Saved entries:

-=-=-

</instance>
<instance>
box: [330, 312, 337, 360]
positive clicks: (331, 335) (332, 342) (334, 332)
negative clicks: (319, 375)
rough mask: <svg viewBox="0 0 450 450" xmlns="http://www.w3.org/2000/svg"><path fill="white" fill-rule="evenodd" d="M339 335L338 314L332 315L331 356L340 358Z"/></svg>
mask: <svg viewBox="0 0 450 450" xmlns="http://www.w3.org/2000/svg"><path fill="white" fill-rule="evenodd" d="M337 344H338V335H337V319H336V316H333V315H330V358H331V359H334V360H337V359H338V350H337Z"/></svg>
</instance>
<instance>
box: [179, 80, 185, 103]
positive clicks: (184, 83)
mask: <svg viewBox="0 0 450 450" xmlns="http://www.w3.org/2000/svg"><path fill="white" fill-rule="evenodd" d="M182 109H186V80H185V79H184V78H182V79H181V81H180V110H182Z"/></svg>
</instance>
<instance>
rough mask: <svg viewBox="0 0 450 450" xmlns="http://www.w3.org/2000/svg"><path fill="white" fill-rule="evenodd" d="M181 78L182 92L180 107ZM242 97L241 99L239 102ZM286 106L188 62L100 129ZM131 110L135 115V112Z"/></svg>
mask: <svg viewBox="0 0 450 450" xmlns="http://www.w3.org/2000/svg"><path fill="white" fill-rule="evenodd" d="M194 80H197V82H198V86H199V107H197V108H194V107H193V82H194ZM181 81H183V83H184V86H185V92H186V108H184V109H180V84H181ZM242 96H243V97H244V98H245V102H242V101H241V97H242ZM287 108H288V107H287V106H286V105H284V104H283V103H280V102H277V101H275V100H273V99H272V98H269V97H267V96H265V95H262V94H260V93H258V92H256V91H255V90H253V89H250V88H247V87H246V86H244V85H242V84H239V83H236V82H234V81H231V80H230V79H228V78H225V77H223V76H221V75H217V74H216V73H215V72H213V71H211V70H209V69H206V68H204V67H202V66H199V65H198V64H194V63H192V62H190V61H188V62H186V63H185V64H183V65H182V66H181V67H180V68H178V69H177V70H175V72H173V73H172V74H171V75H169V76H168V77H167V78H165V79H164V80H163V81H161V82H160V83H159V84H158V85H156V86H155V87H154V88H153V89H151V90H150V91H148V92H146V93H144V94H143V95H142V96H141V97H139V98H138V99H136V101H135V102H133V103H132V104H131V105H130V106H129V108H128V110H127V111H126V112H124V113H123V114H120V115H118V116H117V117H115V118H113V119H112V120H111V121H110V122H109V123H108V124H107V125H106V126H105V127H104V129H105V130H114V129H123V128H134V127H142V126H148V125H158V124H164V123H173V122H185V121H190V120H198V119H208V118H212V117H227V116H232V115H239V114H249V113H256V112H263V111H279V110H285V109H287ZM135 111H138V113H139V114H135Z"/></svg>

-=-=-

Work required:
Please print out every entry again, exactly as it reads.

Your solution:
</instance>
<instance>
box: [330, 312, 337, 360]
positive clicks: (331, 335) (332, 342) (334, 332)
negative clicks: (319, 375)
rough mask: <svg viewBox="0 0 450 450" xmlns="http://www.w3.org/2000/svg"><path fill="white" fill-rule="evenodd" d="M339 335L338 314L332 315L331 356L340 358Z"/></svg>
mask: <svg viewBox="0 0 450 450" xmlns="http://www.w3.org/2000/svg"><path fill="white" fill-rule="evenodd" d="M337 344H338V335H337V319H336V316H333V315H330V358H331V359H334V360H337V359H338V350H337Z"/></svg>
</instance>
<instance>
box: [179, 80, 185, 103]
positive clicks: (184, 83)
mask: <svg viewBox="0 0 450 450" xmlns="http://www.w3.org/2000/svg"><path fill="white" fill-rule="evenodd" d="M182 109H186V80H185V79H184V78H182V79H181V81H180V110H182Z"/></svg>
</instance>
<instance>
rough mask: <svg viewBox="0 0 450 450" xmlns="http://www.w3.org/2000/svg"><path fill="white" fill-rule="evenodd" d="M181 78L182 92L180 107ZM242 97L241 99L239 102ZM286 106L188 62L100 129ZM131 110L135 115V112Z"/></svg>
mask: <svg viewBox="0 0 450 450" xmlns="http://www.w3.org/2000/svg"><path fill="white" fill-rule="evenodd" d="M194 80H197V82H198V86H199V107H197V108H194V107H193V82H194ZM181 81H183V83H184V86H185V92H186V108H184V109H180V84H181ZM242 96H243V97H244V98H245V102H242V101H241V97H242ZM287 108H288V107H287V106H286V105H284V104H283V103H280V102H277V101H275V100H273V99H272V98H269V97H267V96H265V95H262V94H260V93H258V92H256V91H255V90H253V89H250V88H247V87H246V86H244V85H242V84H239V83H236V82H234V81H231V80H230V79H228V78H225V77H223V76H221V75H217V74H216V73H215V72H213V71H211V70H209V69H206V68H204V67H202V66H199V65H198V64H194V63H192V62H190V61H188V62H186V63H185V64H183V65H182V66H181V67H180V68H178V69H177V70H175V72H173V73H172V74H171V75H169V76H168V77H167V78H165V79H164V80H163V81H161V82H160V83H159V84H158V85H156V86H155V87H154V88H153V89H151V90H150V91H148V92H146V93H144V94H143V95H142V96H141V97H139V98H138V99H136V101H135V102H133V103H132V104H131V105H130V106H129V108H128V110H127V111H126V112H124V113H123V114H120V115H118V116H117V117H115V118H113V119H112V120H111V121H110V122H109V123H108V124H107V125H106V126H105V127H104V129H105V130H114V129H123V128H134V127H142V126H148V125H158V124H164V123H173V122H185V121H190V120H198V119H208V118H212V117H227V116H232V115H239V114H249V113H256V112H263V111H279V110H285V109H287ZM135 111H138V113H139V114H135Z"/></svg>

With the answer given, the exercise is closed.